*Por Wademar Rossi
O ufanismo é uma das perversas práticas dos ocupantes do poder – em suas três instâncias: municipal, estadual e federal. Basta alguma pequena melhora em qualquer dos indicadores econômicos, ainda que passageira, para que os governantes e seus “lambe-botas” saiam esgoelando mundo afora que, graças às políticas aplicadas, as coisas melhoraram. Tentam tapar o sol com a peneira, iludindo incautos e toda sorte de gente que vive no sufoco com sua economia familiar. Assim, quando falam em crescimento do emprego, por exemplo, vendem a ilusão de que o país caminha na rota certa e que “todos seremos felizes num futuro bem próximo”, que todos terão trabalho, que as famílias deixarão de viver na rua da amargura. No bojo desta lengalenga, estimulam os trabalhadores a comprar, comprar, comprar, não importa o quê. E o resultado, também perverso, não tarda a aparecer.
Dados do Banco Central revelam que 22,44% da renda familiar estão sendo aplicados para o pagamento de dívidas e que, apesar disso, a inadimplência (calote, falta de pagamento) dos trabalhadores continua alta. Com os baixíssimos salários que vigoram no país, não se consegue manter uma família padrão atendendo às suas necessidades básicas. Como a publicidade comercial é estimuladora ao consumo, mas é também desleal, leva os menos precavidos ao consumo impensado, especialmente com as compras parceladas. Com isto, quando menos esperam, as dívidas estouram o orçamento familiar, levando os responsáveis ao desespero ou, então, ao calote indesejado.
Mas o trabalhador, via de regra, não é caloteiro, não gosta de dar o cano em ninguém, preza sua dignidade e faz de tudo para mantê-la intacta. Quer ser uma saudável referência para seus filhos e para seu entorno. Com tal preocupação, parte, então, para iniciativas mais ousadas em busca dos recursos necessários. Se estiver trabalhando, propõe-se a fazer horas extras, incluindo feriados e domingos. Aí começa a comprometer sua vida familiar: sai cedo de casa, volta muito tarde, dorme pouco e não descansa o suficiente, repete a rotina inclusive nos fins de semana, vai se estressando, comprometendo sua saúde, deixando de acompanhar seus filhos, faltando com a companhia devida à sua esposa ou ao seu marido, enfim, comprometendo toda sua vida familiar. E, pior ainda, se adoecer, perde o emprego.

Problema A:
Responda, com base no artigo sobre o ufanismo:
(i) Quais são as três instâncias do poder mencionadas?
(ii) Segundo dados do Banco Central, que percentual da renda familiar está sendo aplicado no pagamento de dívidas?
(iii) O que o trabalhador se propõe a fazer se estiver trabalhando?
O texto e os registros têm origens distintas.

Dados para processamento:
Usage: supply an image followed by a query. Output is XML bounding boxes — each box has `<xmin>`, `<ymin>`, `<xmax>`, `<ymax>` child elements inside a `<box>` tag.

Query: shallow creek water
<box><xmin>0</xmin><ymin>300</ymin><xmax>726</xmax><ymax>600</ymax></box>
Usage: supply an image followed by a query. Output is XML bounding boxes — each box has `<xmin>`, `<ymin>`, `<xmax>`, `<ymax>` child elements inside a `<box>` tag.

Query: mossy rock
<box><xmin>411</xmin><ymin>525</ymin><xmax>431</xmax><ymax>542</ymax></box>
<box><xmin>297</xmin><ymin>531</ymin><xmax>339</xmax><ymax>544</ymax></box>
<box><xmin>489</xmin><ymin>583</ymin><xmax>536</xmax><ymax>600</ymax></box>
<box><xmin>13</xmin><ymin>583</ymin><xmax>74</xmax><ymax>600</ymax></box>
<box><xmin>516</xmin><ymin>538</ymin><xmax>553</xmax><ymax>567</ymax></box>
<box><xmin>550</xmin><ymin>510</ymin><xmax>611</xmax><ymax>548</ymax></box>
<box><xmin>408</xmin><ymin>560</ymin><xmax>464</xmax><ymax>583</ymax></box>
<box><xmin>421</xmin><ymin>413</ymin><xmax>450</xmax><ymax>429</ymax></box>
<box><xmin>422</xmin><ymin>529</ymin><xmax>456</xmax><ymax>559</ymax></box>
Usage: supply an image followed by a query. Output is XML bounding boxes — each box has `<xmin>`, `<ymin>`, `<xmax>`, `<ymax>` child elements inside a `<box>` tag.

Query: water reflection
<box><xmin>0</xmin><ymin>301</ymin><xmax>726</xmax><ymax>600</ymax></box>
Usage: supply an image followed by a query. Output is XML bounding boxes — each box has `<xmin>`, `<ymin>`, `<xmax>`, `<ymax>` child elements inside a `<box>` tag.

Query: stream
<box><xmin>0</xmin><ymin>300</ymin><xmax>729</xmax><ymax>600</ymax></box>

Problema B:
Expresse todos os registros como um CSV de duas colunas, entrada e saida, com uma linha para cada registro. Em entrada vai o texto do registro e em saida a sua resposta, cada um num único campo entre aspas e com as quebras de linha trocadas por espaços.

Resposta do exercício A:
(i) Municipal, estadual e federal.
(ii) 22,44%.
(iii) Fazer horas extras, incluindo feriados e domingos.

Resposta do exercício B:
entrada,saida
"Usage: supply an image followed by a query. Output is XML bounding boxes — each box has `<xmin>`, `<ymin>`, `<xmax>`, `<ymax>` child elements inside a `<box>` tag. Query: shallow creek water","<box><xmin>0</xmin><ymin>300</ymin><xmax>726</xmax><ymax>600</ymax></box>"
"Usage: supply an image followed by a query. Output is XML bounding boxes — each box has `<xmin>`, `<ymin>`, `<xmax>`, `<ymax>` child elements inside a `<box>` tag. Query: mossy rock","<box><xmin>411</xmin><ymin>525</ymin><xmax>431</xmax><ymax>542</ymax></box> <box><xmin>297</xmin><ymin>531</ymin><xmax>339</xmax><ymax>544</ymax></box> <box><xmin>489</xmin><ymin>583</ymin><xmax>536</xmax><ymax>600</ymax></box> <box><xmin>13</xmin><ymin>583</ymin><xmax>74</xmax><ymax>600</ymax></box> <box><xmin>516</xmin><ymin>538</ymin><xmax>553</xmax><ymax>567</ymax></box> <box><xmin>550</xmin><ymin>510</ymin><xmax>611</xmax><ymax>548</ymax></box> <box><xmin>408</xmin><ymin>560</ymin><xmax>464</xmax><ymax>583</ymax></box> <box><xmin>421</xmin><ymin>413</ymin><xmax>450</xmax><ymax>429</ymax></box> <box><xmin>422</xmin><ymin>529</ymin><xmax>456</xmax><ymax>559</ymax></box>"
"Usage: supply an image followed by a query. Output is XML bounding boxes — each box has `<xmin>`, `<ymin>`, `<xmax>`, `<ymax>` child elements inside a `<box>` tag. Query: water reflection","<box><xmin>0</xmin><ymin>301</ymin><xmax>726</xmax><ymax>600</ymax></box>"
"Usage: supply an image followed by a query. Output is XML bounding boxes — each box has `<xmin>`, `<ymin>`, `<xmax>`, `<ymax>` child elements inside a `<box>` tag. Query: stream","<box><xmin>0</xmin><ymin>300</ymin><xmax>729</xmax><ymax>600</ymax></box>"